--- Aim of the exercise ---
Everything in the listing except the pictures should be written out exactly.

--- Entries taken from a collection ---
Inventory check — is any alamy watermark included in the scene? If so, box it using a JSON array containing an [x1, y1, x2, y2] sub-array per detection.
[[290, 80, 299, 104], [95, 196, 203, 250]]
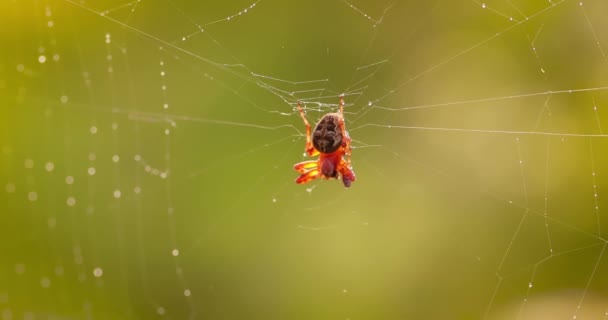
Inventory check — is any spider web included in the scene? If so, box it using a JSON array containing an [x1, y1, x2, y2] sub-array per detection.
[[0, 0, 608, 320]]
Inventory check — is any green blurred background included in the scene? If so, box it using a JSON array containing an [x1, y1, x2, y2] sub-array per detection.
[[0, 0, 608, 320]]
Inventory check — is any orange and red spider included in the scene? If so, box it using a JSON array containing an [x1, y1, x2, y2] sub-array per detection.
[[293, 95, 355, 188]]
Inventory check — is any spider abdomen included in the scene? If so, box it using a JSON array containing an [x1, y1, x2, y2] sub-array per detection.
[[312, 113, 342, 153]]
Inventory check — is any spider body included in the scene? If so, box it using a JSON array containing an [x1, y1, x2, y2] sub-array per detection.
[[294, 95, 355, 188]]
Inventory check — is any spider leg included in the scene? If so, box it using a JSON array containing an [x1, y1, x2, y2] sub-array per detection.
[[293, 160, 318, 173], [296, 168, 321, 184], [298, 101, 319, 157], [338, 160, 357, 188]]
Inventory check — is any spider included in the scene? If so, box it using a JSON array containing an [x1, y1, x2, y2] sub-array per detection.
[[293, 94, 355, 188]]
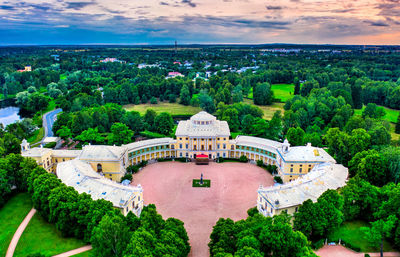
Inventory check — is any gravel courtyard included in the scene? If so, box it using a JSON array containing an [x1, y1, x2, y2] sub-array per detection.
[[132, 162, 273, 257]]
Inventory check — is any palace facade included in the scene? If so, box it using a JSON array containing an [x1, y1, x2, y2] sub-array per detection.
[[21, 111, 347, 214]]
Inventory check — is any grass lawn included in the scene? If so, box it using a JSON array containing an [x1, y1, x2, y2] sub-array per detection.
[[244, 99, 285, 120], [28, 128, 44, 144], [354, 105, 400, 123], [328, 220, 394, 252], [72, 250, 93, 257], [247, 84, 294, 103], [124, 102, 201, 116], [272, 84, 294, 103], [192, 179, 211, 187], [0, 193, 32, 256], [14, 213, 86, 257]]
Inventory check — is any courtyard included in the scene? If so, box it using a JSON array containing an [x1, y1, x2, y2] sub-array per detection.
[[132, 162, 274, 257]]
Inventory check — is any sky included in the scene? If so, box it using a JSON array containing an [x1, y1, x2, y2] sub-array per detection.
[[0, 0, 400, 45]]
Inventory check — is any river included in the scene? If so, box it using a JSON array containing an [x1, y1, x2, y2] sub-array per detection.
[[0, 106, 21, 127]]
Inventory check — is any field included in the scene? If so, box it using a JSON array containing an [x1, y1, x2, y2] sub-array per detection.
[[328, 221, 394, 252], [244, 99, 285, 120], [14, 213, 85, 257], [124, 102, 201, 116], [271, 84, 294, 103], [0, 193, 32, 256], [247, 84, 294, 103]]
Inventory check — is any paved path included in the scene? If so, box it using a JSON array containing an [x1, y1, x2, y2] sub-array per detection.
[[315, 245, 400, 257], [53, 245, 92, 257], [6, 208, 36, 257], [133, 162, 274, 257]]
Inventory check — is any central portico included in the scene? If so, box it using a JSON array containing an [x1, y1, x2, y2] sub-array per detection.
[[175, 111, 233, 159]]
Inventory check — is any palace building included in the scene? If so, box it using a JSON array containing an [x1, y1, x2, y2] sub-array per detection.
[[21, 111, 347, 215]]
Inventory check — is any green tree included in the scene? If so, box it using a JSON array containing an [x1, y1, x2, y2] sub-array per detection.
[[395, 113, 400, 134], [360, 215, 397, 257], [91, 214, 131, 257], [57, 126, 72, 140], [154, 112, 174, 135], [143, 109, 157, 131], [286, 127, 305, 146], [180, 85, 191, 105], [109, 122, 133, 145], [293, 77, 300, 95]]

--- Task result ---
Inventory check — is any alamy watermark included in the scene? If so, box it using a JSON array containing an [x1, y1, x2, y2] sub-array per detection.
[[290, 80, 299, 104], [95, 196, 203, 250]]
Inventory check — is any spider web included in the scene? If so, box it using a JSON array containing an [x1, y1, x2, y2] sub-array per detection.
[[0, 0, 608, 320]]
Inventory check — is any green blurred background included in the scene? If so, box it using a JSON array containing an [x1, y1, x2, y2] sub-array per detection.
[[0, 0, 608, 320]]
Inventory check — is any orange and red spider included in the scene? If so, box it using a JSON array containing an [x1, y1, x2, y2] sub-array per detection.
[[293, 95, 355, 188]]
Inventory check — is any spider abdomen included in the scene? If so, box it using a JSON array containing an [x1, y1, x2, y2] sub-array per detection.
[[312, 113, 342, 153]]
Inventory check — is any spider body included in the scene? If so, box it using a JSON array containing an [x1, y1, x2, y2] sub-array per detection.
[[294, 95, 355, 188]]
Inventory check — is any spider leg included in the scene? If so, box it using a JSON array containing an [x1, y1, x2, y2] sub-array per detection.
[[293, 160, 318, 173], [296, 168, 321, 184], [298, 101, 319, 157], [338, 160, 357, 188]]
Inventory check — is any spider included in the scene? If so, box it using a JSON array containing an [x1, y1, x2, y2] sub-array per detection.
[[293, 94, 355, 188]]
Inventory check — is any gravel courtyard included in the scene? If so, box it using a JSON array containing an [x1, y1, x2, y2] sub-array per detection.
[[132, 162, 273, 257]]
Inventory check — is any palace facade included in the scene? If so, box it using a JSON array containing an [x1, y1, x2, y2] sub-array per detection.
[[21, 111, 347, 214]]
Inventory check — is any grass lawn included in the scene? If so, box it using a JSON array containing an [x1, y1, x2, y2] sub-array per detection.
[[244, 99, 285, 120], [28, 128, 44, 144], [354, 105, 400, 123], [328, 220, 394, 252], [72, 250, 93, 257], [247, 84, 294, 103], [124, 102, 201, 116], [272, 84, 294, 103], [192, 179, 211, 187], [0, 193, 32, 256], [14, 213, 86, 257]]
Inventory check — is any courtyard included in the scene? If so, box it using a JSON array containing an [x1, y1, x2, y2] sub-array per detection.
[[132, 162, 274, 257]]
Inventory check — is any sky included in the scene? If so, box it using a JSON array containing an [x1, y1, x2, y2] sub-array per detection.
[[0, 0, 400, 45]]
Inventory check — is any river included in the scene? If so, box it using a JSON array containing an [x1, y1, x2, y2] sub-array per detection.
[[0, 106, 21, 127]]
Inventory check — is any field included in the scene? If so, box it using a JSON array containing an [x1, y1, x2, y2] sub-array per detection.
[[328, 221, 394, 252], [244, 99, 285, 120], [14, 213, 85, 257], [124, 102, 201, 116], [271, 84, 294, 103], [0, 193, 32, 256], [247, 84, 294, 103]]
Inventory check — is any paved path included in the scene? If so, box it using a JSON array containing an [x1, y1, x2, y2] sub-array per detection.
[[315, 245, 400, 257], [53, 245, 92, 257], [6, 208, 36, 257], [133, 162, 274, 257]]
Inventory check — is any central portico included in the scene? If so, box it using a JSON array containing an [x1, y1, x2, y2] sub-array per detection.
[[175, 111, 233, 159]]
Inventory check — is any palace building included in the scene? If so, box it using a JSON array containing an [x1, y1, x2, y2] sub-array per detection.
[[21, 111, 347, 215]]
Inventory check — is any green tree included in the scene? If so, box it using a JSON array containing an [x1, y1, x2, y2] sub-array per detection.
[[395, 113, 400, 134], [360, 215, 397, 257], [91, 214, 131, 257], [57, 126, 72, 140], [154, 112, 174, 135], [143, 109, 157, 131], [286, 127, 305, 146], [180, 85, 191, 105], [109, 122, 133, 145], [293, 77, 300, 95]]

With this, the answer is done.